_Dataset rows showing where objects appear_
━━━━━━━━━━━━━━━━━━━━

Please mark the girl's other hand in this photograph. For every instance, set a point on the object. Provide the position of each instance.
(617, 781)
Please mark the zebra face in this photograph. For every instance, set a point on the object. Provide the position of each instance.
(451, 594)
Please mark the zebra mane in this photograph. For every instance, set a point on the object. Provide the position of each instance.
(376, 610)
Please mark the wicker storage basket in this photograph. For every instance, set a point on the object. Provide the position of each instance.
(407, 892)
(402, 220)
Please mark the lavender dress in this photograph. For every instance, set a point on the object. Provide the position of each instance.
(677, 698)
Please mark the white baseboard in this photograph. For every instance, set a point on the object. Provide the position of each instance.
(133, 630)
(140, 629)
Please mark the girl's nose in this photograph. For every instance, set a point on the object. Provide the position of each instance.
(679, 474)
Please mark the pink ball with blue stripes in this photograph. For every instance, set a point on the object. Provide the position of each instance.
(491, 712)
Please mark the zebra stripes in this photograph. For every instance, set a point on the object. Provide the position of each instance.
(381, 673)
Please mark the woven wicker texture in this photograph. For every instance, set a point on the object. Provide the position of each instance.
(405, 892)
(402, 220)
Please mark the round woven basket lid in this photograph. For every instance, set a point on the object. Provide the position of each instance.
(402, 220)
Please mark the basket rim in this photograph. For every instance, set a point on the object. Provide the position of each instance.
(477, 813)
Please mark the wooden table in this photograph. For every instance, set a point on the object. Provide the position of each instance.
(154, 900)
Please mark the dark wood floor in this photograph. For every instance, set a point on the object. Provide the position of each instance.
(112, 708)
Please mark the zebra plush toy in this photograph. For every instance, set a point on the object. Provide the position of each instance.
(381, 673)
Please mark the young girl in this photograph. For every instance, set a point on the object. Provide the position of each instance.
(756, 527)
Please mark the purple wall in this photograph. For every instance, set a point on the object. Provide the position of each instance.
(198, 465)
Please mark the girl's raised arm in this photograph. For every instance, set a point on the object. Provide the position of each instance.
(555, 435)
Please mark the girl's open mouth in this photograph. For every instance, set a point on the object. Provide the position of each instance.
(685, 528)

━━━━━━━━━━━━━━━━━━━━

_What is needed_
Revise the listing above so that "set a point on" becomes "place a dot on" wherever it occurs, keeping every other word unchanged.

_In response_
Please mark the girl's other hand in this photograph. For every instance, place a dot on the object. Provide the position of each instance.
(617, 781)
Please mark the zebra face in this photograph. For every instance, place a dot on the object. Provide the position of each instance.
(451, 594)
Please mark the zebra mane in this photograph. For every instance, place a dot on the object. Provide the position of each instance.
(376, 610)
Please mark the wicker storage basket in this photograph. For every instance, place a dot on the object. Provide the position of each instance.
(407, 892)
(402, 220)
Please mark the lavender dress in this photograph. For every instance, place a dot on the object. Provide the position of each instance.
(677, 698)
Please mark the white baseboard in this photograph. For every instance, place a dot on the object. Provide the position of each instance.
(133, 630)
(140, 629)
Please mark the girl's nose in this photograph. For every instance, place a dot on the object. Provide the position of each instance.
(679, 474)
Please mark the pink ball with blue stripes in this photograph. For every instance, place a dot on the object. Provide the position of each instance.
(491, 712)
Please mark the zebra stripes in this photograph. For every instance, place a dot on the object. Provide the position of each instance.
(381, 673)
Please mark the woven wicker texture in this photograph. For every instance, place a dot on the object. Provide the position of each instance.
(405, 892)
(402, 220)
Please mark the round woven basket lid in this photograph. For every instance, place a dot on the object. Provide the position of each instance.
(402, 220)
Please mark the basket rim in this photograph. For every instance, place a dot on the object. Provide the position of each instance.
(477, 813)
Please mark the wooden table in this photograph. For every instance, place a dot on the object. Provide the position of each instance.
(154, 900)
Please mark the dark wood floor in this photograph. For every instance, place a dot on the object. Provide the position of each instance.
(112, 708)
Please mark the zebra plush toy in this photograph. For every instance, place a dot on the object. Provide the position of each instance.
(381, 673)
Please mark the young girl in this photograph. For every instance, place a dot on the object. Provide the position of each instance.
(756, 527)
Please mark the purple wall in this photograph. For every instance, place a dot on the object. Provide the position of each instance.
(198, 465)
Please mark the girl's raised arm in this photograph. For every instance, place a dot on the object. Provide the position of each instance.
(555, 435)
Please mark the girl's open mouth in this photograph. For every instance, place a dot on the object. Provide the position of each instance.
(685, 528)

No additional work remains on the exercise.